> [Aim of the exercise] Leave out the pictures and transcribe everything else exactly.

> [Listed records]
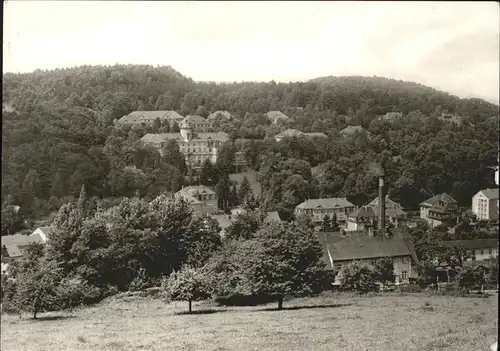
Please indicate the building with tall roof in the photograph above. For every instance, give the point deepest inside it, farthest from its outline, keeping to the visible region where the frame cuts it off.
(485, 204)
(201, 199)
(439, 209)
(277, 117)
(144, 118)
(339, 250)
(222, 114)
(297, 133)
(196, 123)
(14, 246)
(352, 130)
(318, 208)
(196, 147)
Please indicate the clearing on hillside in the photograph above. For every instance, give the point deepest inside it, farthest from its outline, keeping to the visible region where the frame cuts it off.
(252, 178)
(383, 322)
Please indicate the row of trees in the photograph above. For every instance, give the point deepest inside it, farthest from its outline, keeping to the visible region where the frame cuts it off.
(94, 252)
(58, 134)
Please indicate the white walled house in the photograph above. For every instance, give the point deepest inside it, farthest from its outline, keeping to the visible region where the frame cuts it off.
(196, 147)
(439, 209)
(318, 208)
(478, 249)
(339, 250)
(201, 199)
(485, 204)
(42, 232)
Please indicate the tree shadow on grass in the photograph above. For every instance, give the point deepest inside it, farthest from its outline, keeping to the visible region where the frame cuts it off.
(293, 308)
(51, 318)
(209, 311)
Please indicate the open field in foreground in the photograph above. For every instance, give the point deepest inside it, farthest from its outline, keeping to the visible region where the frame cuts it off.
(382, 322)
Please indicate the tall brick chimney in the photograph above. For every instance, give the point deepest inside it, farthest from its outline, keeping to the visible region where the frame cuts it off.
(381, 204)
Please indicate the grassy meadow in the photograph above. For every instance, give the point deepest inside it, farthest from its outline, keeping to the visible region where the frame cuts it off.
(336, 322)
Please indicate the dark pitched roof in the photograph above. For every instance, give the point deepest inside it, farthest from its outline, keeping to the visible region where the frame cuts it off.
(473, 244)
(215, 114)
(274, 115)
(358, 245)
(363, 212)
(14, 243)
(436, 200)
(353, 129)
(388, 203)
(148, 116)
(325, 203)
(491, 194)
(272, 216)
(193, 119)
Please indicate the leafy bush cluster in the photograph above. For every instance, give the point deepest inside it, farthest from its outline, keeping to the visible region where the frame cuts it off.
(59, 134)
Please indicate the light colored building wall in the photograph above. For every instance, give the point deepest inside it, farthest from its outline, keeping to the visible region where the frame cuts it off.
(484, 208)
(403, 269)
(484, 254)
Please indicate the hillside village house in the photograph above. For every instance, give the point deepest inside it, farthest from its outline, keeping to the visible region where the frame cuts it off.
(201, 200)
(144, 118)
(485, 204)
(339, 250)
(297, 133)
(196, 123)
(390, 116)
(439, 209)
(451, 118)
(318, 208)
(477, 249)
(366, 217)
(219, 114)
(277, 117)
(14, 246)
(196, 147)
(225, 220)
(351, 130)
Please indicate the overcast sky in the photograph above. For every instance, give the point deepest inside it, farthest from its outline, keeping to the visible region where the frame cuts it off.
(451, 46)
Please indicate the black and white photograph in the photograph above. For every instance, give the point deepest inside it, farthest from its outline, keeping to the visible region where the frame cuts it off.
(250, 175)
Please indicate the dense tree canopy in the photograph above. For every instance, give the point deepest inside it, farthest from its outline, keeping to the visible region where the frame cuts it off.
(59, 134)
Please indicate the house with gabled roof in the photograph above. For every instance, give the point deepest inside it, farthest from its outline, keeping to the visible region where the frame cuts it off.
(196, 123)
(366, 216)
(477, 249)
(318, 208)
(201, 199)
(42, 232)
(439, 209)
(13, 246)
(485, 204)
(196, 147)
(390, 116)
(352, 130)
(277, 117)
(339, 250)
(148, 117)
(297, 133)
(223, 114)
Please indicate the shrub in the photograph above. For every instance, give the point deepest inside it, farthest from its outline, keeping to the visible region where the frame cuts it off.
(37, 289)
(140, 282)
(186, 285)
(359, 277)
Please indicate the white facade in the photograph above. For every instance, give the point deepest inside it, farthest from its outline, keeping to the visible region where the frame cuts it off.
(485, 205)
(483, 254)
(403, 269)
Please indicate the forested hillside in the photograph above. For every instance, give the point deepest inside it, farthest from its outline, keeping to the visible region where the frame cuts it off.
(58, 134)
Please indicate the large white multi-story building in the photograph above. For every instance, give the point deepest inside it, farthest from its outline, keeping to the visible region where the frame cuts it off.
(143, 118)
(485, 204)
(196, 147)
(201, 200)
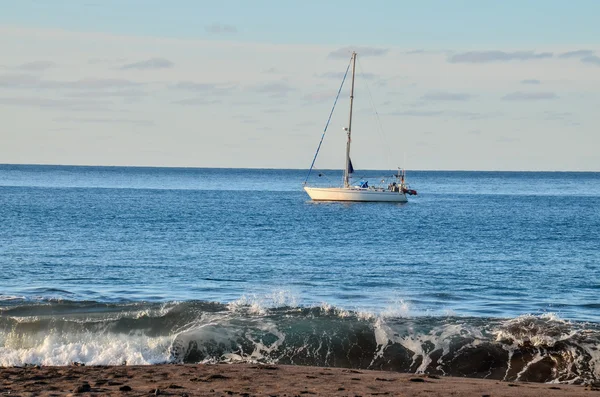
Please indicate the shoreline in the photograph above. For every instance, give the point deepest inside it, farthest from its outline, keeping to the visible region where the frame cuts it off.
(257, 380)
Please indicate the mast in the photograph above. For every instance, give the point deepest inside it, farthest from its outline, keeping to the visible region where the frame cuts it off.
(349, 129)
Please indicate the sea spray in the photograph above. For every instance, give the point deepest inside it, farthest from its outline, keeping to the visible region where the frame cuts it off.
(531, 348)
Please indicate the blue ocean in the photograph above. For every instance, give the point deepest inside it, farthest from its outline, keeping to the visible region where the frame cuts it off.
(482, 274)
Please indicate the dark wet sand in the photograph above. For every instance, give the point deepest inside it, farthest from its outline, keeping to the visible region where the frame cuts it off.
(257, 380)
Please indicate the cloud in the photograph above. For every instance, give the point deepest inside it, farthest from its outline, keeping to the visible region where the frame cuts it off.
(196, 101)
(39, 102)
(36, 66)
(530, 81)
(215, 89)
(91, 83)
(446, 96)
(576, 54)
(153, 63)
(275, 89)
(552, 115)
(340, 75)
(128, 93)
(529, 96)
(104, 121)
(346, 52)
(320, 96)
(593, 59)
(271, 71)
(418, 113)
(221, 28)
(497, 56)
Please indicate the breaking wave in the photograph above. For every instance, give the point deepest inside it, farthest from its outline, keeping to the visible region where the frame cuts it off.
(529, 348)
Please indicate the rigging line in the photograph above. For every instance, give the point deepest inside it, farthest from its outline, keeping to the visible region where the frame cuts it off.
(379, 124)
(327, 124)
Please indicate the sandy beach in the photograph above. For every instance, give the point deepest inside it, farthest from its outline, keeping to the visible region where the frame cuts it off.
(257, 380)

> [The output]
Please indicate the building with tall roof in the photograph above. For every instance, give the point deepest inside it, farthest from its outline, keeping to the visible region where the frame cuts it off.
(485, 204)
(201, 199)
(439, 209)
(277, 117)
(144, 118)
(339, 250)
(222, 114)
(297, 133)
(196, 123)
(14, 246)
(352, 130)
(318, 208)
(196, 147)
Please indicate the clearing on hillside in the photograph above. For every instance, give the point deepest inside it, farthest from its outline, keeping to the visible region where the frame cuts it off.
(252, 178)
(383, 322)
Please indicate the row of trees in the photograph above. For every instance, give the point deepest inside it, farthest from its outline, keeping to the visible region where the frame cuts it off.
(94, 252)
(58, 134)
Please indicate the white walled house in the photograph above. For every instance, give the point deepest inside it, farthest from its outline, keeping to the visible region where the frame cuts it off.
(196, 147)
(439, 209)
(318, 208)
(478, 249)
(339, 250)
(201, 199)
(485, 204)
(42, 232)
Please indicate the tree shadow on grass in the photograph above. For every instance, give the point deepest inside it, farthest from its outline, keeping to the visible region where the frame cuts it off.
(293, 308)
(51, 318)
(209, 311)
Please indicate the open field in foreground in the photograph above. For every instance, give the point deepest inside it, farthest from its outline, keeping to the visible region where the frame cuts it off.
(382, 322)
Please indicate the tall brick chimney in the photograph above. For every instance, give the point deepest inside it, farthest from its outline, keeping to the visible region where the frame cuts it off.
(381, 204)
Please indicate the grassy meadow in the photograph above. For every instance, give the point deepest inside it, farthest from its outline, keeping to the visible region where the frame cuts it off.
(336, 322)
Please indicate the dark pitched roof in the photograph above. For every instance, give the point deepest inside it, farthest from its outline, keeping to the visible region where the frame cuts it off.
(473, 244)
(215, 114)
(274, 115)
(358, 245)
(363, 212)
(14, 243)
(436, 200)
(353, 129)
(388, 203)
(148, 116)
(325, 203)
(491, 194)
(272, 216)
(193, 119)
Please indicate the leafy bush cluster in the photograph above. For every instance, give the point deepest inside it, farthest from its outline, keeping to the visible region where the frame cuts it off.
(59, 134)
Please indicate the light colored building wall in the photograph above. For every instance, give the point deepest inside it, farthest from its outline, keeping to the visible region where the frame cuts it off.
(484, 208)
(403, 269)
(484, 254)
Please indicate the hillside village house in the photograph above. For every instance, give the point deepest inside it, farthest from its outline, keeping to the visible region where the frame cuts it off.
(201, 200)
(144, 118)
(485, 204)
(339, 250)
(297, 133)
(196, 123)
(390, 116)
(439, 209)
(451, 118)
(318, 208)
(477, 249)
(366, 217)
(219, 114)
(277, 117)
(14, 246)
(196, 147)
(225, 220)
(351, 130)
Please indicate the overcast sky in the photograph above. For every instance, give the point deepest inside it, farthest from its outline, keeping to the visible region where the frame cuts it off.
(451, 46)
Please indicate the black and white photograph in the photograph above. For every instance, give the point deepest inside it, farthest from its outline, keeping to the visible region where the frame cuts it off.
(250, 175)
Please indicate the dense tree canopy in the photograph above. For every instance, give the point deepest inside it, farthest from its outline, keeping to the visible region where the frame cuts it off.
(59, 134)
Please indicate the house with gabled roof in the photograph above. For every instance, give the point deepest inside it, farthest from its outline, keeping to the visible region where the frame cuts it off.
(196, 123)
(366, 216)
(477, 249)
(318, 208)
(201, 199)
(42, 232)
(439, 209)
(13, 246)
(485, 204)
(196, 147)
(390, 116)
(352, 130)
(277, 117)
(339, 250)
(148, 117)
(297, 133)
(223, 114)
Please indicate the shrub in the photograph above. For every instance, give the point deepest inside it, farthest from its outline, keeping to the visible region where the frame cuts it off.
(37, 289)
(140, 282)
(186, 285)
(359, 277)
Please indicate the white facade in the photograph above. For every instance, give the point deepest inside it, farthest from its outline, keeping to the visible region where the frame cuts it off.
(485, 205)
(483, 254)
(403, 269)
Please indicate the forested hillside in the photograph above. For every instance, give the point deepest inside it, farthest from its outline, keeping to the visible region where the frame cuts it off.
(58, 134)
Please indicate the large white multi-story building in the photograph above. For every instance, give the point deepest inside it, farthest from its outline, keeping to the visible region where the frame cuts it off.
(143, 118)
(485, 204)
(196, 147)
(201, 200)
Please indicate the shoreline in the photograph above. For every instance, give the point deepest inside it, farthest from its outline, keeping to the visible region where the frame cuts it off.
(257, 380)
Please indicate the mast in the photograph above. For every instance, give the point deepest inside it, farthest from its outline, keeping to the visible region where the frame cuts it off.
(349, 129)
Please indicate the sea spray in the photograph above. For every instance, give the point deepest inside it, farthest from its outline, keeping to the visible region where the frame cuts it off.
(531, 348)
Please indicate the blue ocean in the photograph above. For every instance, give the point deepest inside it, farthest from its outline, keeping to the visible region where the frame cuts it off.
(482, 274)
Please indicate the dark wet sand in the photograph above. For every instance, give the point deepest inside it, farthest from its outline, keeping to the visible region where the frame cuts it off.
(257, 380)
Please indicate the cloud in the photograph above. For every instance, give the point deepest inside it, farthest from its outline, keeping to the visible region where the frame cuts it off.
(196, 101)
(39, 102)
(36, 66)
(530, 81)
(215, 89)
(91, 83)
(446, 96)
(576, 54)
(153, 63)
(275, 89)
(552, 115)
(340, 75)
(128, 93)
(529, 96)
(104, 121)
(346, 52)
(320, 96)
(593, 59)
(271, 71)
(418, 113)
(221, 28)
(497, 56)
Please indicate the breaking wave in the photograph above. For every instance, give the point deepest inside it, farthest from its outline, keeping to the visible region where the frame cuts it off.
(529, 348)
Please indicate the rigging line in the photograph above. For every instance, give the point deepest inside it, farthest from its outline, keeping to the visible region where the frame cuts it off.
(379, 124)
(327, 124)
Please indicate the sandy beach in the photograph above. For every instance, give the point deepest inside it, farthest from its outline, keeping to the visible region where the frame cuts it off.
(257, 380)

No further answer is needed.